## Exercise brief
Using the records below, output the stretch that opens with the line containing "Task: in the photo above, where can the stage" and closes with the line containing "Task: in the photo above, where can the grey", exactly and including both lines, with nothing more.

## Provided information

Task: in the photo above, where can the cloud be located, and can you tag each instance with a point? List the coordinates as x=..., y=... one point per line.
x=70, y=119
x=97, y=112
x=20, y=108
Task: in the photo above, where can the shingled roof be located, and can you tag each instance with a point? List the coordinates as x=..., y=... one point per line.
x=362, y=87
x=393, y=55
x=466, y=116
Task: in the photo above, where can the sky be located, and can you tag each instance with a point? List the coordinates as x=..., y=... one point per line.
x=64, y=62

* * *

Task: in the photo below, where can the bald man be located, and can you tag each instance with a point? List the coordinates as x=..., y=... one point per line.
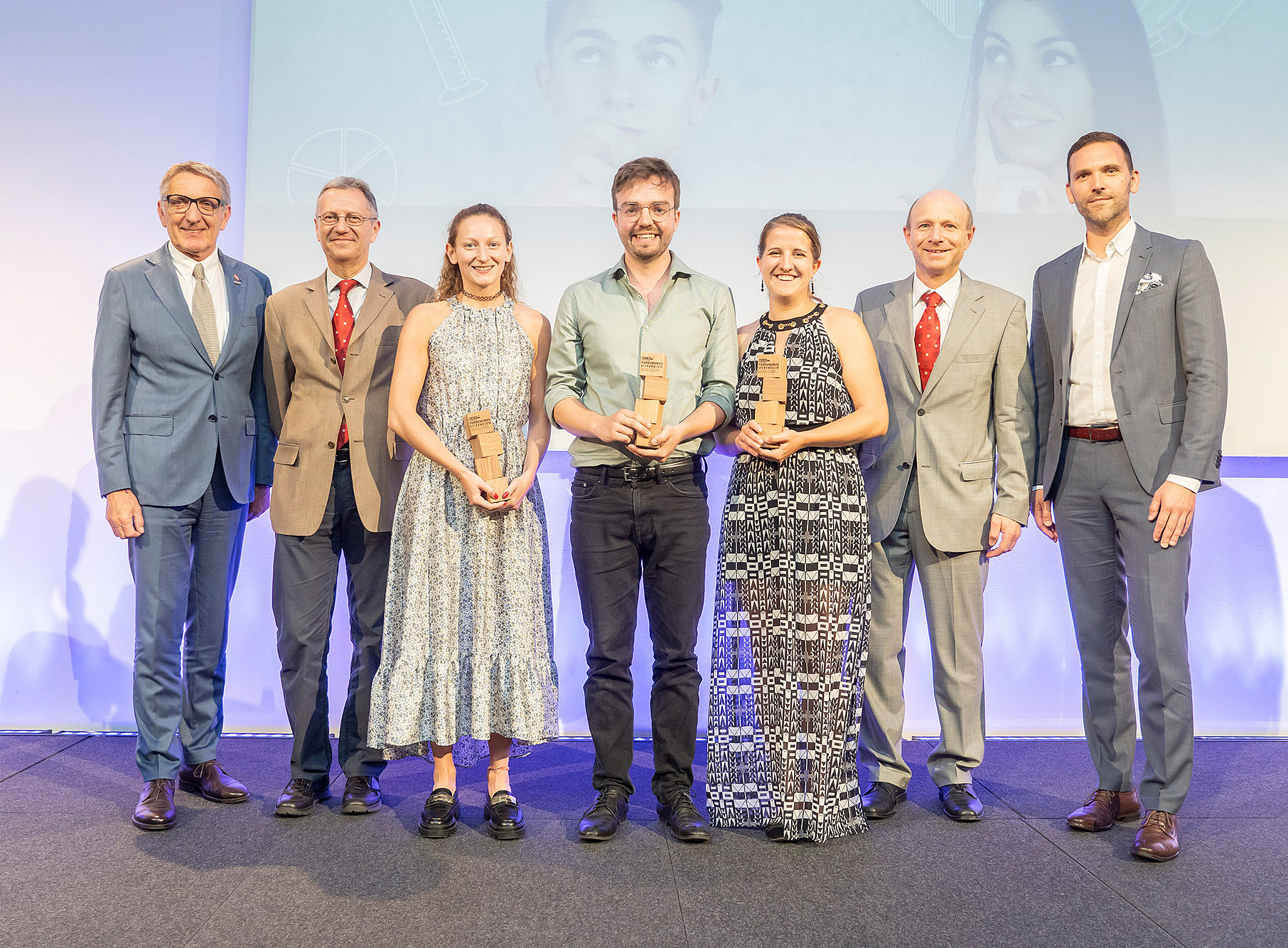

---

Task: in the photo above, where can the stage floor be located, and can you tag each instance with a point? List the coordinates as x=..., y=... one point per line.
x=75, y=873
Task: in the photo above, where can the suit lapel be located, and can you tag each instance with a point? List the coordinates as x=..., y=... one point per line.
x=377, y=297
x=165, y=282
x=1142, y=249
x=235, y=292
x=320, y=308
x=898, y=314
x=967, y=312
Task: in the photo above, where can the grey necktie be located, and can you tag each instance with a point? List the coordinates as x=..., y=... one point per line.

## Answer
Task: in the photo above, where can the stage floor be located, and can you tag each instance with a point? List the coordinates as x=..., y=... one point per line.
x=75, y=873
Task: in the photo above, where can the suit lapel be located, and can you tag each instance with a point? List the coordinates as x=..., y=... one point per line.
x=377, y=297
x=165, y=282
x=1142, y=249
x=235, y=292
x=320, y=308
x=898, y=314
x=967, y=312
Task: in the photo above, where can the grey necktie be located, and can you tag each instance with a point? List the coordinates as x=..., y=... one point per line.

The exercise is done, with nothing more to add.